__PASAJE EXTRAÍDO__:
● ● ● ● ●
El viaje no ha estado exento de cicatrices. Díaz sigue ahora en terapia. Él y su mujer van a clases de inglés, y sus hijos pequeños están matriculados en escuelas locales. Sus hijos mayores juegan al béisbol en Lincoln Park.
"Hay que trabajar duro", dijo Díaz. "Hay que hacer de la tierra un agricultor y empezar a plantar esas semillas para que sean fruto".
Ana Parra
Ana Parra, de 55 años, vino de Venezuela con su hija embarazada y sus dos nietas. Atravesaron la selva panameña, lugareños hostiles y autoridades centroamericanas corruptas para llegar hasta aquí.
Antes de abandonar Venezuela, Parra trabajó como director del sistema de protección de la infancia y la adolescencia y, posteriormente, del instituto de la mujer del municipio de Camatagua.
Su vida en casa solía ser estable. Tenía casa, tierras, ganado y caballos. Pero el mundo de la familia pronto se puso patas arriba.
"Mi hija estaba en el ejército", dijo Parra. "Mi hija desertó, debido a órdenes arbitrarias de sus superiores, y comenzó una persecución de la familia".
Parra dijo que recibió una llamada anónima de alguien diciendo que sabía dónde asistía su hijo al jardín de infantes. Temiendo por la seguridad de su familia, huyeron a Colombia en 2019.
● ● ● ● ●
__MATERIAL MOSTRADO__:
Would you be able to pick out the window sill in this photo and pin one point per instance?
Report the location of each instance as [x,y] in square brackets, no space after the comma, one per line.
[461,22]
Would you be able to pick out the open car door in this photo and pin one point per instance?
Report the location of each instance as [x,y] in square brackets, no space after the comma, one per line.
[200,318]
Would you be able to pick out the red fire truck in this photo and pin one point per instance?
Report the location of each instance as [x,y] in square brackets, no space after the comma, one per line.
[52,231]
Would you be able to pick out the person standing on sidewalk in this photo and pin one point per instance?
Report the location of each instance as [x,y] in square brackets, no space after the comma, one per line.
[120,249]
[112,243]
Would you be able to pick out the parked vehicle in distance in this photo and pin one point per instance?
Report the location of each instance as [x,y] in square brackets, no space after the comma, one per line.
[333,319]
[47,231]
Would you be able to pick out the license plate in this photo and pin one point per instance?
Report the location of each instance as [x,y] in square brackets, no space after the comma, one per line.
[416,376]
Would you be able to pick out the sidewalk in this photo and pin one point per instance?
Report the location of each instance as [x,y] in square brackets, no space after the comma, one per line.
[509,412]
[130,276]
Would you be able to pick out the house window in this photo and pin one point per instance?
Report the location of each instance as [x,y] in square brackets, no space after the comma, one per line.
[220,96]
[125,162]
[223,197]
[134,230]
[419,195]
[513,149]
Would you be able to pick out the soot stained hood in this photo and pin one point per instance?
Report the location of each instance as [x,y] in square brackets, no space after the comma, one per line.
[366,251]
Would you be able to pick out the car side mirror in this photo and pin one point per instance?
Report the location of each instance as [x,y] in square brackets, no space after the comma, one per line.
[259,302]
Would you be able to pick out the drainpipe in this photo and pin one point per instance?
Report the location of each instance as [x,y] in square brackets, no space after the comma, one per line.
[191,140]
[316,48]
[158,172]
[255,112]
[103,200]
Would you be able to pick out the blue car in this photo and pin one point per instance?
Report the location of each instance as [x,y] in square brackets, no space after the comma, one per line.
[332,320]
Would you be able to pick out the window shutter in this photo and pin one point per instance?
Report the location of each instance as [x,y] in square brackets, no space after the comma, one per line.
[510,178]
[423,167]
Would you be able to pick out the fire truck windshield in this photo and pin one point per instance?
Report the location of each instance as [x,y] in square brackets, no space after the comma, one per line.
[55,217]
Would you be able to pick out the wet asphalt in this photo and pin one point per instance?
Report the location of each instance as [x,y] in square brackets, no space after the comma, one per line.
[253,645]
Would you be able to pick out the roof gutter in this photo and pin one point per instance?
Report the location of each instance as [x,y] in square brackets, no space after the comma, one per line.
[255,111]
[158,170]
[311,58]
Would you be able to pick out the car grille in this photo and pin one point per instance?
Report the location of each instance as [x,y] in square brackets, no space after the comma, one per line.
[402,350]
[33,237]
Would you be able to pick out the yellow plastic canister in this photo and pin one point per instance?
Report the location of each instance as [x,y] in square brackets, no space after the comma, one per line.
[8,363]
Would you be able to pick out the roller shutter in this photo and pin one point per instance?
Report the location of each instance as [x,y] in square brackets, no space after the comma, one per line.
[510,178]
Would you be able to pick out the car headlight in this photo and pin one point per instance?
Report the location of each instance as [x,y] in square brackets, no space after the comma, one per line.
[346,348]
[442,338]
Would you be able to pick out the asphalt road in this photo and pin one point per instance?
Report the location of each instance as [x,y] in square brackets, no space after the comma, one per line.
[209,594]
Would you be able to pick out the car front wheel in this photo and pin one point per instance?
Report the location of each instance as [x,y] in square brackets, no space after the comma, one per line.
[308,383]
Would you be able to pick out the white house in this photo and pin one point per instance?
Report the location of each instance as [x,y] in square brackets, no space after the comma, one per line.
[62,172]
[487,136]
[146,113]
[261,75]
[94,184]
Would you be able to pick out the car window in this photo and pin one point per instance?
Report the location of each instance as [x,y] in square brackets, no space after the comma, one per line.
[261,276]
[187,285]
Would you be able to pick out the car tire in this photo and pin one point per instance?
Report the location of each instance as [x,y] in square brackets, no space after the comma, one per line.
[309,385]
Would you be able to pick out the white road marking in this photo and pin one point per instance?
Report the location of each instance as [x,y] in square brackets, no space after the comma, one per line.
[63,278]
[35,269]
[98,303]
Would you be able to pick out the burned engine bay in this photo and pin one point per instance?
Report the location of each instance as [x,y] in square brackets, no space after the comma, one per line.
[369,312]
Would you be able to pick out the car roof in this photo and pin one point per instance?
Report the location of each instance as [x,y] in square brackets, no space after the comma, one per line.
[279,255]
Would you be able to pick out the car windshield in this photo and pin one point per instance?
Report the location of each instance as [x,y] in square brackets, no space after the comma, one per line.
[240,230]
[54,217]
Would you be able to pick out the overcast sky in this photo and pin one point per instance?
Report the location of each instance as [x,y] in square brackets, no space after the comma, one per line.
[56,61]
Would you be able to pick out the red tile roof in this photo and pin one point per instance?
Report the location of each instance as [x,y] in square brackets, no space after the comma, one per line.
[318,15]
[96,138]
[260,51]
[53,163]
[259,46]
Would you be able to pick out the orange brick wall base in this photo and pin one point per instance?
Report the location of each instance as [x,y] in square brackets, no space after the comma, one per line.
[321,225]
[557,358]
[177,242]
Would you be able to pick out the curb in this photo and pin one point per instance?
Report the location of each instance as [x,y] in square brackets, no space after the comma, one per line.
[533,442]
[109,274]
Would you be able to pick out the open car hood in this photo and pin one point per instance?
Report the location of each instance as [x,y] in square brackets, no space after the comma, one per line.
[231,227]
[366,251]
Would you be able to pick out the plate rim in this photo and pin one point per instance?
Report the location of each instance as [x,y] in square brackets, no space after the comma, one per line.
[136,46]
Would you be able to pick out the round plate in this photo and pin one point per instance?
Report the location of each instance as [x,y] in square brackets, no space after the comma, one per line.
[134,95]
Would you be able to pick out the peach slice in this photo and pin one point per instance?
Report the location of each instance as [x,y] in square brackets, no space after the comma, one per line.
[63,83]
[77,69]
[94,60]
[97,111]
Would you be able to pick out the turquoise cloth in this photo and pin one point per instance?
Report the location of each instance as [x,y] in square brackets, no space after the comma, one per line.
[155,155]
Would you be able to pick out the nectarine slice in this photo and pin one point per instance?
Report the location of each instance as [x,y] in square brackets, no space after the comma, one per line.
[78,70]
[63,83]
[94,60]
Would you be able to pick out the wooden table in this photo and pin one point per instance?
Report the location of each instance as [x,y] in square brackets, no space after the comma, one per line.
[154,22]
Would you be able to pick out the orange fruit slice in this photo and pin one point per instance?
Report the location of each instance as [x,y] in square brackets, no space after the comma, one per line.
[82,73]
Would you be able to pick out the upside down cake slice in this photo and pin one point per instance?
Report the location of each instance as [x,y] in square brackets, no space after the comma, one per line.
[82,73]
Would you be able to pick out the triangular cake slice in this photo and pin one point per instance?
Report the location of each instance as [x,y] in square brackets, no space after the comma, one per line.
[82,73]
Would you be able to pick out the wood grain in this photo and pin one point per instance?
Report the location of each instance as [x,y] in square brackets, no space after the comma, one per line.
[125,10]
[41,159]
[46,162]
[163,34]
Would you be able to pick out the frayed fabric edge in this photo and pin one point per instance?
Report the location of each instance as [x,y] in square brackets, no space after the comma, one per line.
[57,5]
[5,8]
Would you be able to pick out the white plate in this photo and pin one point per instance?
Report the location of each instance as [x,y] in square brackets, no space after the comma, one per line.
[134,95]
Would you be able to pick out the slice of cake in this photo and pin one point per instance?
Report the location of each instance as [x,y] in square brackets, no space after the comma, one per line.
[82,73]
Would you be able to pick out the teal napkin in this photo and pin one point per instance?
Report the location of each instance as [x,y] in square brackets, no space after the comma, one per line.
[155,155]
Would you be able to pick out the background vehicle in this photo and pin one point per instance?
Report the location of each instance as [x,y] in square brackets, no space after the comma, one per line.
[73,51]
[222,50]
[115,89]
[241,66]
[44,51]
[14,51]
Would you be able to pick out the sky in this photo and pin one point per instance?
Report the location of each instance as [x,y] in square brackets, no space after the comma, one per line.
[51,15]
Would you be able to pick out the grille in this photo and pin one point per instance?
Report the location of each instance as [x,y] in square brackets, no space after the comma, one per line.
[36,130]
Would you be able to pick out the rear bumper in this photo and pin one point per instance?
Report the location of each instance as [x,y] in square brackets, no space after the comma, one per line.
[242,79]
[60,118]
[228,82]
● ● ● ● ●
__PREGUNTAS POR RESPONDER__:
a: Responde estas preguntas sobre el pasaje extraído:
(i) ¿En qué parque juegan al béisbol los hijos mayores de Díaz?
(ii) ¿Con quiénes vino Ana Parra desde Venezuela?
(iii) ¿A qué país huyó la familia de Parra en 2019?
b: Por favor, sigue escribiendo el texto sobre los migrantes venezolanos a partir de su última oración.

__RESPUESTAS POR NÚMERO__:
a:
(i) En Lincoln Park.
(ii) Con su hija embarazada y sus dos nietas.
(iii) A Colombia.

b:
Su hija consiguió trabajo como recepcionista en un hotel, mientras Parra trabajaba como terapeuta conductual y luego como cocinera. Pero al cabo de nueve meses, los guerrilleros amenazaron a su hija y le pidieron que se uniera a sus filas.
La familia decidió marcharse a EE.UU. "Imagínate por lo que tuvimos que pasar", dijo Parra. "Duele porque (...) dejas parte de tu vida".
En Centroamérica, la familia trató con personas que intentaban extorsionar o secuestrar a migrantes. Un amigo les dio cobijo en Guatemala. Al cruzar a México, Parra recuerda haber viajado de pueblo en pueblo, a veces caminando y pidiendo aventones a los lugareños por la noche. En México, se subían a los trenes.
"Fue muy traumático para mí", dijo Parra, que tiene una rodilla dañada. "Lo ves en las películas, podías ver cómo el tren mataba a la gente que intentaba subir. Tenía esa película de terror en la cabeza".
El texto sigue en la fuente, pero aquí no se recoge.